* **Text provided**

· · · · ·

On our opening reading today, from the book of Judges, God’s people have been oppressed for twenty years by King Jabin. The strength of his oppression is emphasized by the fact that he has nine hundred  iron chariots.

The judges described in this book were not only people who helped citizens resolve conflicts, but also military leaders and charismatic spiritual leaders and sometimes prophets. In our passage this morning, we meet Deborah, the only woman judge in the history of God’s people. Deborah is a highly respected and wise person, People come from long distances to consult her because of her wisdom.

In our passage this morning. God tells Deborah to let Barak know that God wants Barak to fight the dreaded Jabin.  Actually, Barak will be waging war against Sisera, Jabin’s military leader. In the part that is omitted from our lectionary, Barak says he will not lead the troops into battle unless Deborah goes with him. Barak is an excellent general and Deborah is known as an expert military tactician. With the help of another courageous woman, Jael, they defeat Sisera.

Scholars tell us that the Book of Judges describes events dating back to the twelfth and thirteenth centuries before the birth of our Lord. It is encouraging to think that God’s people had a woman such as Deborah as a spiritual, legal, and military leader thirty-four hundred years ago. All these centuries later, we have elected our first woman Vice-President.

In our reading from Thessalonians, we are reminded that we are “children of the light” and we are called to “put on the breastplate of faith and love, and for a helmet the hope of salvation”

In our gospel, a man goes on a journey and gives five talents fo one servant, two talents to another, and one talent to another. As we know, back in those days, the gold coin known as a talent was worth a huge amount of money. After a long time, the man comes back. The servants who were given the five talents and the two talents have each doubled the money given. If we use our talents well, we receive two things—more responsibility and the joy of our master. But the servant who was afraid buried his talent. His fear paralyzed him.

· · · · ·

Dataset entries
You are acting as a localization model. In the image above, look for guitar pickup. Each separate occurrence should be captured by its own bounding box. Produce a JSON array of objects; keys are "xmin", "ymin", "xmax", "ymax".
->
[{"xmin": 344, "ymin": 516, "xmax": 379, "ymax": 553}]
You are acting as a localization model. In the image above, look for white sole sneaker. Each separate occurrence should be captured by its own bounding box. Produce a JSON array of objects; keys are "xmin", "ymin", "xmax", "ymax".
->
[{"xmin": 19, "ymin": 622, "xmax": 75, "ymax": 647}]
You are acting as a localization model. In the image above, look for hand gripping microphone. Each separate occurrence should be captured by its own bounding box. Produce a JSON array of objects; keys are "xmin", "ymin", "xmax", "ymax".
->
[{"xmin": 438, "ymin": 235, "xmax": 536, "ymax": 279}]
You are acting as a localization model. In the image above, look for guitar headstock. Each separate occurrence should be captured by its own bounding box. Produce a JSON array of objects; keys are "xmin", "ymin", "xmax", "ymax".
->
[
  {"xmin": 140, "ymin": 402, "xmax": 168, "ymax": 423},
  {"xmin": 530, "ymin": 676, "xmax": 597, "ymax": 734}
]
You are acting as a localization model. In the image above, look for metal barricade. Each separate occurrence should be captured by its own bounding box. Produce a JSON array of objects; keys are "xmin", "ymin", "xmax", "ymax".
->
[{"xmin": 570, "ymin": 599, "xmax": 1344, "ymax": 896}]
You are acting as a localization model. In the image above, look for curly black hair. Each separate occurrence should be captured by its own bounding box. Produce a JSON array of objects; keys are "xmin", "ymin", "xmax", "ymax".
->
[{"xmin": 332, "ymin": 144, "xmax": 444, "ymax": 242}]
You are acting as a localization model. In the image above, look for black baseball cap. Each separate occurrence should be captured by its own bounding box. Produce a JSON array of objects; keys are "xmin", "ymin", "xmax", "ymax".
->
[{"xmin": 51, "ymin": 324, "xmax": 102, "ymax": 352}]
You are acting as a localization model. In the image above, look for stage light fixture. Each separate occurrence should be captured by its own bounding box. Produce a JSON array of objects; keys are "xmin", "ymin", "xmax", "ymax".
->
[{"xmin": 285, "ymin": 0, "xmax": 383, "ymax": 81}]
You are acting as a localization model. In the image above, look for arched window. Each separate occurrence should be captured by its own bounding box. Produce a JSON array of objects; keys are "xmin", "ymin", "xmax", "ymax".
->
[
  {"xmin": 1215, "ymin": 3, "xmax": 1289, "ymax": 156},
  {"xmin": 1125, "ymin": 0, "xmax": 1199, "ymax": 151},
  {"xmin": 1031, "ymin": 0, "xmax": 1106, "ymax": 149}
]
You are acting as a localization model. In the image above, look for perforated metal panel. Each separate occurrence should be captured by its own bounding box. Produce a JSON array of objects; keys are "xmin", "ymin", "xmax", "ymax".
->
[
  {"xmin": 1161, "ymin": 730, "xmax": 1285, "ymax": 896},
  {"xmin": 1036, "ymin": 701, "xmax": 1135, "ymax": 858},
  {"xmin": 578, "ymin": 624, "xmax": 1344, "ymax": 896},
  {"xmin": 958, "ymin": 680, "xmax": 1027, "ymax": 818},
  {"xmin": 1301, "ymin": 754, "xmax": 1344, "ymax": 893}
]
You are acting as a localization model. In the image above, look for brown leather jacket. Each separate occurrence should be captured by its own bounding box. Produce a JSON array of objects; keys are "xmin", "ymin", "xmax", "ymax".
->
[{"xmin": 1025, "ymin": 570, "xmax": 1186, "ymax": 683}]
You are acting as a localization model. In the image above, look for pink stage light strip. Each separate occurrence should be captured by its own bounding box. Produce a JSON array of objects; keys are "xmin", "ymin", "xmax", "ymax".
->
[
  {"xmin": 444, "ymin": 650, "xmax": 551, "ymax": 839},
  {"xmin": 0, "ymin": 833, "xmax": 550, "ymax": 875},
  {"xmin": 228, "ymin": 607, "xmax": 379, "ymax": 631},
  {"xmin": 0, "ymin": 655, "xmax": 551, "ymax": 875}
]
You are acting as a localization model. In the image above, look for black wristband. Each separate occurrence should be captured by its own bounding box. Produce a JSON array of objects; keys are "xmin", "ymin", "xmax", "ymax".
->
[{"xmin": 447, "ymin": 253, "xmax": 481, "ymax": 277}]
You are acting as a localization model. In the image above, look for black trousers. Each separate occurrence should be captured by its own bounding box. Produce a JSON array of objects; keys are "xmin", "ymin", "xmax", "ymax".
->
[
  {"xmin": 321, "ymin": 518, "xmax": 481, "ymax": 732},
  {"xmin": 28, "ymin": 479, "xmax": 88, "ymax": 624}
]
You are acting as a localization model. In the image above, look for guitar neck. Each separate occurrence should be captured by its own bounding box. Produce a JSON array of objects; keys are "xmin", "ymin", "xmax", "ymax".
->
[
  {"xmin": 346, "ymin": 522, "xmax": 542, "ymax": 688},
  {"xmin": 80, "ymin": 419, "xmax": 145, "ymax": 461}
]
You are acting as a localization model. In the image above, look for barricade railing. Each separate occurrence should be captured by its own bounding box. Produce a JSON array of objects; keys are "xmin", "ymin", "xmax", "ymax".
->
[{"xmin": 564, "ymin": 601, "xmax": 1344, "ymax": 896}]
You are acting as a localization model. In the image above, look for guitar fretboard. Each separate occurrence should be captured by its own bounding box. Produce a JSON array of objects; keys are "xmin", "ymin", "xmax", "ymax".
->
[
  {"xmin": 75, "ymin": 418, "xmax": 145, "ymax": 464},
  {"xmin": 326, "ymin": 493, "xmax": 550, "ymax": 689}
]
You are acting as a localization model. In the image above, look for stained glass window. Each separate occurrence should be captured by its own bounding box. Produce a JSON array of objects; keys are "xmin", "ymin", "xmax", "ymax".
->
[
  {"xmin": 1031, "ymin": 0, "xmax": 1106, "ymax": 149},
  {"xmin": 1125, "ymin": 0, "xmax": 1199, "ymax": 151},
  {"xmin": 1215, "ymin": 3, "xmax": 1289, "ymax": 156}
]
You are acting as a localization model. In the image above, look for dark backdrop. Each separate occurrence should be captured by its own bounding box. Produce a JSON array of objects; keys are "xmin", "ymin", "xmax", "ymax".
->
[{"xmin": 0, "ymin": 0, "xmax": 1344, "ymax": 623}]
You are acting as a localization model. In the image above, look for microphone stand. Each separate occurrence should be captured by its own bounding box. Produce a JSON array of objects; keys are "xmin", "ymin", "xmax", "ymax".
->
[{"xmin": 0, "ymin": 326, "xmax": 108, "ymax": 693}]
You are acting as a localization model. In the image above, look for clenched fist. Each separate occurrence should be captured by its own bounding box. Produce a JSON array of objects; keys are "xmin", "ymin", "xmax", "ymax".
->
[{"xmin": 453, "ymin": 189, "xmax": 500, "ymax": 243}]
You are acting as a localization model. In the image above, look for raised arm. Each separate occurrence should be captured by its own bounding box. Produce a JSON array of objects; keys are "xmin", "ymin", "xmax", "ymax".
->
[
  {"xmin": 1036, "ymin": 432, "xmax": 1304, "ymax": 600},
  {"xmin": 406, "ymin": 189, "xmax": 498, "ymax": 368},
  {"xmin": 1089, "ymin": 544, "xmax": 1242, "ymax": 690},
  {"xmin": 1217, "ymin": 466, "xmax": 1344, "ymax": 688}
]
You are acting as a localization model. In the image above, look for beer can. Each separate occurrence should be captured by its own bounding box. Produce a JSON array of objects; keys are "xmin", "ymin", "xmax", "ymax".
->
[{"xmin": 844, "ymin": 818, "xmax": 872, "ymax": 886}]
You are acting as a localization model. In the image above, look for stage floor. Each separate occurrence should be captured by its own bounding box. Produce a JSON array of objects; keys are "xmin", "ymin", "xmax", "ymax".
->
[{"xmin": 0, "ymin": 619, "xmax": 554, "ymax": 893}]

· · · · ·

* **Required action 1**
Answer these questions using the sermon:
(a) For how many years had God's people been oppressed by King Jabin?
(b) Who is named as Jabin's military leader?
(c) In the gospel, how many talents does the man give to the first servant?
* **Required action 2**
Rewrite the sermon from "On our opening" to "of her wisdom.", swapping "iron chariots" for "war chariots".
* **Required action 3**
Write the next part of the sermon on Deborah and the parable of the talents, picking up after its final sentence.
None of the entries are needed for this work.

* **Task result 1**
(a) Twenty years.
(b) Sisera.
(c) Five talents.

* **Task result 2**
On our opening reading today, from the book of Judges, God’s people have been oppressed for twenty years by King Jabin. The strength of his oppression is emphasized by the fact that he has nine hundred  war chariots.

The judges described in this book were not only people who helped citizens resolve conflicts, but also military leaders and charismatic spiritual leaders and sometimes prophets. In our passage this morning, we meet Deborah, the only woman judge in the history of God’s people. Deborah is a highly respected and wise person, People come from long distances to consult her because of her wisdom.

* **Task result 3**
God is a loving God who gives each of us and all of us gifts to be used. Gifts of music, gifts of listening to others and offering God’s healing, strength and hope; gifts of nurturing and rescuing animals; keeping the books, doing audits, gifts of serving our communities by counting ballots; gifts of working with the historical society, gifts of faith and love shared with many people. So many gifts that you all are exercising every day of your lives.

Because God loves us, we can depend on God. We can step out beyond our bounds of caution. I think of our food shelf. Because people were willing to find money for a building, offer their labor, and work for a vision, others were willing to give money and help in any way they could, and now our food shelf is feeding people who are suffering from the economic shock waves of this pandemic.

We are moving toward Thanksgiving. What a wonderful thing to have a national holiday devoted to thanking God for all our many blessings even in the midst of Covid 19. During this time in November, we make our United Thank Offering. Some of us have these little blue boxes and when we are thankful for something we put a coin in the box and then we offer all those coins. I would suggest that we dump out our coins or do an estimate of the many times we have thanked God in the past year and then write out a check and send it to Lori.  Make it out to Grace Church and put UTO on the memo line. 

Lori will put all the offerings together and send a check to our UTO representative here in Vermont. Our UTO rep will send our UTO offering to the national UTO ingathering. The United Thank Offering offers all kinds of help, from grants for building composting toilets at churches such as  St. Luke’s, Alburgh to assistance  to centers for helping refugee children with homework, senior centers, health centers, a ministry of cutting wood for families in need and a wide array of other ministries.

This is also the time of year when we think about our pledges. God gives us so many gifts and blessings, not because we have earned them or deserve them but because God loves us so much. Out of all those blessings, we return a worthy  portion to God. The Bible says that amount should be a tithe, a tenth of what God gives us. Because many centuries have passed and most of us give to charities, some folks talk about a modern tithe of five percent, meaning five percent to the church and five percent to charities. But the important thing is to give a worthy proportion to God in thanksgiving for all that God gives us.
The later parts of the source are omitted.